───── Texto proporcionado ─────
Llevamos milenios vestidos de luto. Es el luto del vacío, del gélido tormento de algo que teníamos, pero que ha desaparecido. El velo negro nos envuelve, nos oscurece los sentidos y las lágrimas incesantes nos empañan los ojos. No podemos ver ni el túnel ni la luz. No vemos, no entendemos el porqué, negamos la realidad mientras nuestro corazón se va secando como las hojas en el otoño. Queremos correr a la velocidad de nuestros tristes pensamientos, con la fuerza del deseo que él vuelva a nuestras vidas, pero las piernas no nos responden…están cansadas, ya no consiguen cargar más con el peso de nuestra pálida existencia ni dar un paso más al frente. Queremos volar hacia él, pero el dolor nos ha roto las alas, queremos llamarlo, pero nuestra voz se apaga en el frío halo de la agonía. Mientras más queremos acercarnos a él, más lejos de él nos empuja el destino, mientras más lo deseamos, menos oportunidad tenemos de poseerlo.
───── Registros proporcionados ─────
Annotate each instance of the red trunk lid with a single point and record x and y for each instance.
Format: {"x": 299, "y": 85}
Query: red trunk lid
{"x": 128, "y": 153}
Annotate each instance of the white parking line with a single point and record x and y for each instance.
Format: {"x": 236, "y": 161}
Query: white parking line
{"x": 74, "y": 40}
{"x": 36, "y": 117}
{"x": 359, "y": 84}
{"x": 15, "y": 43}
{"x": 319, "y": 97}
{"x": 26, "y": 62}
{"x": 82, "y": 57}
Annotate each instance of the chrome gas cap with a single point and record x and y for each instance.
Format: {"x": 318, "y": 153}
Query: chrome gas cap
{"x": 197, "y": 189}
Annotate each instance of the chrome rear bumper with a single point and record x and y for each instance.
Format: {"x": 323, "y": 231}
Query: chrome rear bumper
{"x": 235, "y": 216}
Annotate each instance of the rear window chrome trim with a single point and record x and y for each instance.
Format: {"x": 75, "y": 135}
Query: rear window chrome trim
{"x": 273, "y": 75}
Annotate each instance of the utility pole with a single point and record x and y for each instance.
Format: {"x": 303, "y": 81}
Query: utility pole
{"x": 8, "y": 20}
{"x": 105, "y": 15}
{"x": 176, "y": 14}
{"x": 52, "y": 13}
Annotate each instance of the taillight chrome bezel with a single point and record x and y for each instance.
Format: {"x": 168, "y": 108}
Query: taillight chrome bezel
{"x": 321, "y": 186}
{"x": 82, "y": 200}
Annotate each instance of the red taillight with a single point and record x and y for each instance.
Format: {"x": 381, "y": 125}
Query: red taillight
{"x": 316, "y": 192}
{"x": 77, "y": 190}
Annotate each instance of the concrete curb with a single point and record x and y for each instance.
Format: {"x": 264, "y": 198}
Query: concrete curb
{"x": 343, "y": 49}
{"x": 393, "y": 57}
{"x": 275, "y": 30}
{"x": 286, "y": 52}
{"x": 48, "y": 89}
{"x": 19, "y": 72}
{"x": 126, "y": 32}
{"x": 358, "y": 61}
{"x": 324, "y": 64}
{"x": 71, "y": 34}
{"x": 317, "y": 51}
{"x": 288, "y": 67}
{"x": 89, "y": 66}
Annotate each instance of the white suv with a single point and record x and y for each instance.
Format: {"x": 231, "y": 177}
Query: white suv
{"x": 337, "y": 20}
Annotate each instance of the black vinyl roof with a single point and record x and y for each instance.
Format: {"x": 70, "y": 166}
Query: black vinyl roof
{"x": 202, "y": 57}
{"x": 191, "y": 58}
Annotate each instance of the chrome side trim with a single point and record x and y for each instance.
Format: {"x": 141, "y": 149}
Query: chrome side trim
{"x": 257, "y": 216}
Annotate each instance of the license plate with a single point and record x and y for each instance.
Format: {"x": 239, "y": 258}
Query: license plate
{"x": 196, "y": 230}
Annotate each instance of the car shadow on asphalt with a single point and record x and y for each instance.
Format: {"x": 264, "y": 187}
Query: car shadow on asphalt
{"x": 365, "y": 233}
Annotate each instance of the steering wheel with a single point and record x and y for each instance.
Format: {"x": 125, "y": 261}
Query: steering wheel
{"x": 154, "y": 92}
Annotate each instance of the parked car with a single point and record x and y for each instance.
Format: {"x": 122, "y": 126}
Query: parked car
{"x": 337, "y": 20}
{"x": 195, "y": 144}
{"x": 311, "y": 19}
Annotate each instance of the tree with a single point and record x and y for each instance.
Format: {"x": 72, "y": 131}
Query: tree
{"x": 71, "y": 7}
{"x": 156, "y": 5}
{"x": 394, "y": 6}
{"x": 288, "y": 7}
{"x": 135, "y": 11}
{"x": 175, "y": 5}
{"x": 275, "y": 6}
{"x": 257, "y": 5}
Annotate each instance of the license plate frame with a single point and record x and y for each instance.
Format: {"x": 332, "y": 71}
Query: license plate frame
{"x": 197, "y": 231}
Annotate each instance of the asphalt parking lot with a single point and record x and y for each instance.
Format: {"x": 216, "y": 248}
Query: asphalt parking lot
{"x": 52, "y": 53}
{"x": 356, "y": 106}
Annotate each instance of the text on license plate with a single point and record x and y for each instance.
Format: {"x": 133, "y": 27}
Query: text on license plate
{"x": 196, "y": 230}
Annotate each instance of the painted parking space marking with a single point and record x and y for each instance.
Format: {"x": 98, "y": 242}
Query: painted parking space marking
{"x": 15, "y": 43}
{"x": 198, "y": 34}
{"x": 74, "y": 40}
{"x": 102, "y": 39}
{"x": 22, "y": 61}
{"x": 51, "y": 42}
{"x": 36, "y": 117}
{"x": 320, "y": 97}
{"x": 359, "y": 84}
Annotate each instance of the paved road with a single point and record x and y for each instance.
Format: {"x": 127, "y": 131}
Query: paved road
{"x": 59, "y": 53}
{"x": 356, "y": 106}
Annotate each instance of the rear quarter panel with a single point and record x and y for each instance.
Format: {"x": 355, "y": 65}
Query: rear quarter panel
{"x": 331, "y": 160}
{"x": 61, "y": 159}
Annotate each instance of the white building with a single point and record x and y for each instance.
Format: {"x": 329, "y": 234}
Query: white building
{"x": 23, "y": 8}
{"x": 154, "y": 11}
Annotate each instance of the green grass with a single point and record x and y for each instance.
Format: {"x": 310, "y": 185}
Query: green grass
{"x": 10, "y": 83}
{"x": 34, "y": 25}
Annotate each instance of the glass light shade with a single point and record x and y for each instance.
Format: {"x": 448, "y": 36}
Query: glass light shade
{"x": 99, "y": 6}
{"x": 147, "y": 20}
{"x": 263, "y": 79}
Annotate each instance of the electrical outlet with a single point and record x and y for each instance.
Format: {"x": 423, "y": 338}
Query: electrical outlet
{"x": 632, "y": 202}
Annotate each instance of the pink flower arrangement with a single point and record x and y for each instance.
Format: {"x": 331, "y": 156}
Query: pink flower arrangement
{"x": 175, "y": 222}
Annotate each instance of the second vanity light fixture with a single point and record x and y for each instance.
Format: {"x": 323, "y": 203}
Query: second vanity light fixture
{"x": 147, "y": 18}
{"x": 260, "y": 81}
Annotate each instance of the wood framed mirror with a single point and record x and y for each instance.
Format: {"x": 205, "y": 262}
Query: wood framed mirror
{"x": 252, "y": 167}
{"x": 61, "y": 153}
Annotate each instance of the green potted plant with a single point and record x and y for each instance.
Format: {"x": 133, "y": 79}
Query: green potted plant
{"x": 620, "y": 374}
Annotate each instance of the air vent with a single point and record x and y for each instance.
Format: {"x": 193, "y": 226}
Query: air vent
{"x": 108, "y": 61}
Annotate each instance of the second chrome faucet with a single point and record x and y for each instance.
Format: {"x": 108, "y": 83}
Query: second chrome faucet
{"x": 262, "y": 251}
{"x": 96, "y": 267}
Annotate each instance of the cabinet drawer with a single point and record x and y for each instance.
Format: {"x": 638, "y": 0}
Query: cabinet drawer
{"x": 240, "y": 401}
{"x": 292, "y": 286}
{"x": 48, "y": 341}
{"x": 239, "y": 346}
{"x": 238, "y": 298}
─────
Qué entregar =
Según el texto sobre el luto, ¿qué les ha roto el dolor a quienes quieren volar hacia él? Responde en una sola frase, por favor.

Respuesta completa =
El dolor les ha roto las alas.